**PROMPT:**
Reproduce every record below word for word, leaving the pictures out of your answer.

** begin STORED RECORDS **

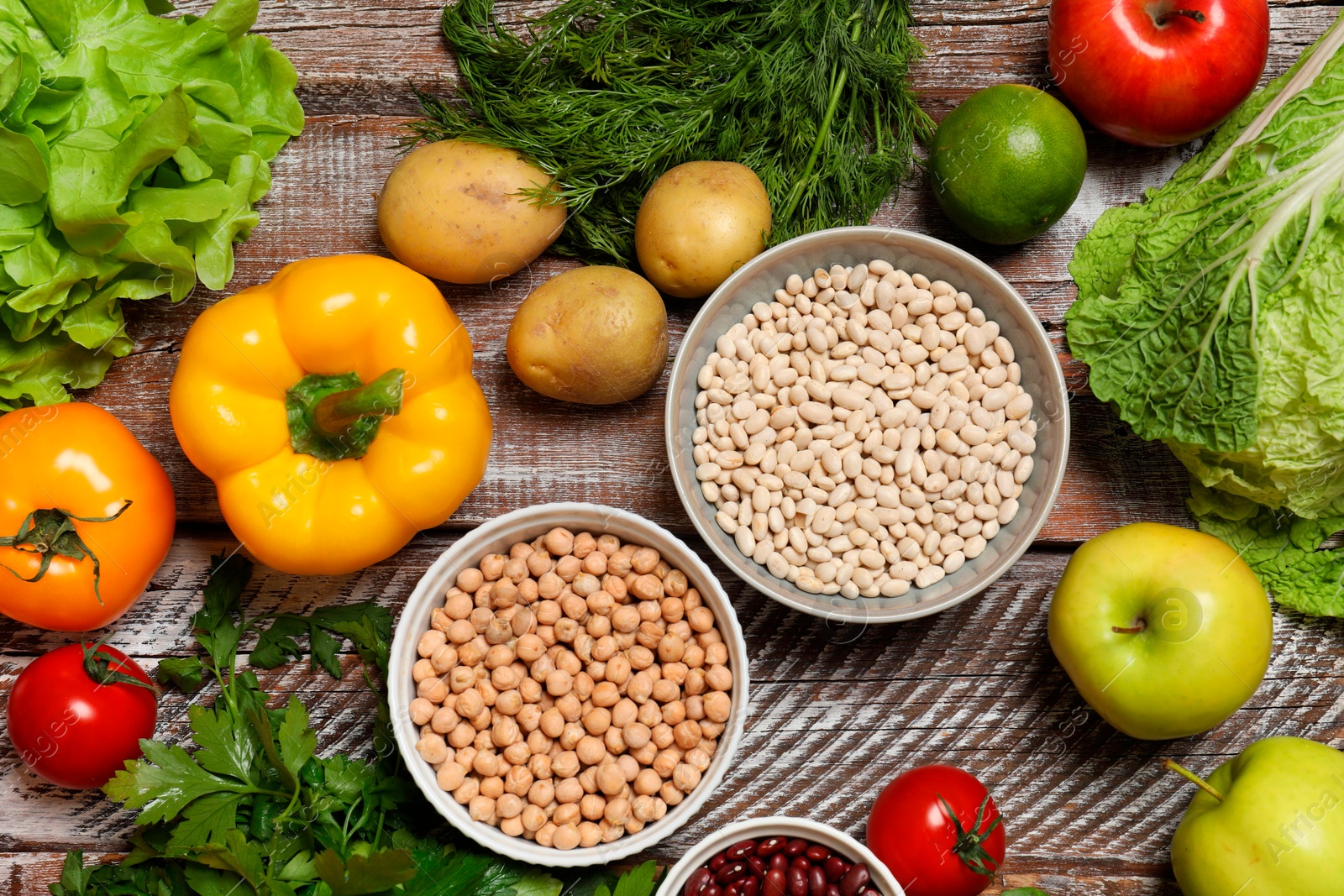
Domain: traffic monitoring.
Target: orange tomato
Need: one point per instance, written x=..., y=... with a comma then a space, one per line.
x=78, y=492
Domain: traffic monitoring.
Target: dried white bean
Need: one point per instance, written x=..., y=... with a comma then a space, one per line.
x=864, y=432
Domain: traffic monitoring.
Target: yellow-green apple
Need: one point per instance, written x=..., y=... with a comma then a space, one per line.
x=1269, y=822
x=1166, y=631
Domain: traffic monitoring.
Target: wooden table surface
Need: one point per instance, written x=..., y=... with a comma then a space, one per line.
x=837, y=711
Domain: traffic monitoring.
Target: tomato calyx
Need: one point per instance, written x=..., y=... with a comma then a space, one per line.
x=98, y=668
x=51, y=532
x=969, y=846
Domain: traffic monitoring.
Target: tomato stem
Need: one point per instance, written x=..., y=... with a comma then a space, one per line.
x=1193, y=778
x=51, y=532
x=969, y=846
x=98, y=667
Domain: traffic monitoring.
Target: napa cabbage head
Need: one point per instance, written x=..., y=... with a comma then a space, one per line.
x=1211, y=315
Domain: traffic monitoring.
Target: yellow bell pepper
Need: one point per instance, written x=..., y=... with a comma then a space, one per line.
x=335, y=410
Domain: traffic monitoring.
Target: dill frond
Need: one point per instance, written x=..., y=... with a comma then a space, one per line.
x=608, y=94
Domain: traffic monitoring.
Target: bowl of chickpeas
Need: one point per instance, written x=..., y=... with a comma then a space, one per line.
x=568, y=684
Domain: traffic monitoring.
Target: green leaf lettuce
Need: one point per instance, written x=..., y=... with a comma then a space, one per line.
x=134, y=148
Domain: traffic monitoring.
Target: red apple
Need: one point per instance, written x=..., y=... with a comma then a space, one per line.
x=1158, y=73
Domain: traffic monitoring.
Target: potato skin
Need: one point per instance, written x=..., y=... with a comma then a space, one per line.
x=447, y=211
x=591, y=335
x=698, y=223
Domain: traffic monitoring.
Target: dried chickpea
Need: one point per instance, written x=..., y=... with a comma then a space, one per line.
x=450, y=777
x=591, y=835
x=421, y=711
x=568, y=815
x=568, y=837
x=591, y=806
x=611, y=779
x=492, y=786
x=562, y=676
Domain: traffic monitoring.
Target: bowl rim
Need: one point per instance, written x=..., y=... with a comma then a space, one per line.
x=467, y=551
x=788, y=825
x=756, y=575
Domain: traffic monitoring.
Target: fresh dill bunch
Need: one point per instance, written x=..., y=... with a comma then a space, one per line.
x=608, y=94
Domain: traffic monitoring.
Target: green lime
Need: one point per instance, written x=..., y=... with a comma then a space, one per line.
x=1007, y=163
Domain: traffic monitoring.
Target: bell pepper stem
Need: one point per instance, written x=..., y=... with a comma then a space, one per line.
x=1193, y=778
x=335, y=417
x=381, y=398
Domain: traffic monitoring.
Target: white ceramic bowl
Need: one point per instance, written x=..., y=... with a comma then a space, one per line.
x=495, y=537
x=837, y=841
x=916, y=253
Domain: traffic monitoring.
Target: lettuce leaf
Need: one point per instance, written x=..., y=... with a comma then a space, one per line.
x=134, y=147
x=1210, y=318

** end STORED RECORDS **

**ANSWER IN FULL:**
Domain: traffic monitoring.
Target: orange tomato
Need: one point per instance, written x=..., y=... with a comma then a space, one per line.
x=78, y=492
Domain: traffic monitoring.
Target: dried white bean
Need: one point per instance, written x=..., y=... with a comma then a space, one per line.
x=864, y=432
Domain: traffic monitoring.
Target: yellow-green apple
Need: one point per instance, written x=..., y=... with a comma then a space, one per line.
x=1269, y=822
x=1166, y=631
Domain: traffic monitoring.
Target: wooden table surface
Need: one point per instance, written x=..., y=... with a comma then a space, one per line.
x=837, y=711
Domain: traffic monitoring.
Target: tomato calyx
Need: one point per instance, written x=..., y=... with a comma then a space, one per line.
x=98, y=668
x=51, y=532
x=969, y=846
Domain: traffic monitoring.
Target: tomato stem
Need: one point per instance, written x=..., y=... with a comma then a space, one per line.
x=1193, y=778
x=51, y=532
x=969, y=846
x=98, y=667
Domain: traffic monitoring.
Target: napa cabbage head
Need: one point per instance, written x=..., y=... with a comma then a space, one per line.
x=1211, y=315
Domain: traffic monitoring.
Target: yellow bell pepper
Need: one point per instance, written x=..., y=... with a comma then a space, one per line.
x=335, y=410
Domain: traffic monitoring.
Target: dill frond
Need: one point per instance, written x=..., y=... with a comma then a space, one per line.
x=608, y=94
Domain: traffic monitoring.
Target: bowl of chickpeas
Need: one point per instance, written x=..., y=... with a comma then a space, one per line.
x=568, y=684
Domain: traffic monitoring.
Target: green leaf lettuce
Need: one point per instance, written x=..., y=... with a comma then a space, one per line.
x=134, y=148
Domain: traffic monitoring.
Target: red apple
Need: one point per instance, written x=..., y=... with a comma then a space, one per line.
x=1158, y=73
Domain: traffic monitoring.
Target: potato skin
Need: one point per instance, written x=..., y=... with a comma then a space, one per line.
x=447, y=211
x=591, y=335
x=698, y=223
Domain: traffic monitoring.
Target: dried chickpea
Need: one point per instance, written x=..., y=... with a comma then a space, one per line.
x=450, y=777
x=591, y=835
x=421, y=711
x=568, y=815
x=568, y=837
x=591, y=806
x=611, y=779
x=492, y=786
x=562, y=676
Domain: traffic monitoring.
Target: bowl rim
Need: one point per instance, written x=..., y=... with a comma then a space, one per line.
x=467, y=551
x=788, y=825
x=756, y=575
Domain: traffic monitoring.
Target: fresh dill bunch
Need: one point per instance, written x=..., y=... with a comma then a space, one per line.
x=608, y=94
Domain: traffic monitoring.
Target: green lime
Need: one point per instance, written x=..., y=... with a comma then a space, one per line.
x=1007, y=163
Domain: traffic monitoring.
Target: bell pepper stem
Need: one point per instance, written x=..., y=... with a comma then a space, one per line.
x=1193, y=778
x=335, y=417
x=381, y=398
Domain: traffic monitoring.
Target: white ceramic bowl
Need: one point per instance, written x=..., y=... with a comma then a space, one per line.
x=495, y=537
x=837, y=841
x=916, y=253
Domain: traffic monitoring.
Target: lettuce leaf
Need: one point per instance, written x=..., y=... with a comma then a space, one per line.
x=134, y=147
x=1210, y=318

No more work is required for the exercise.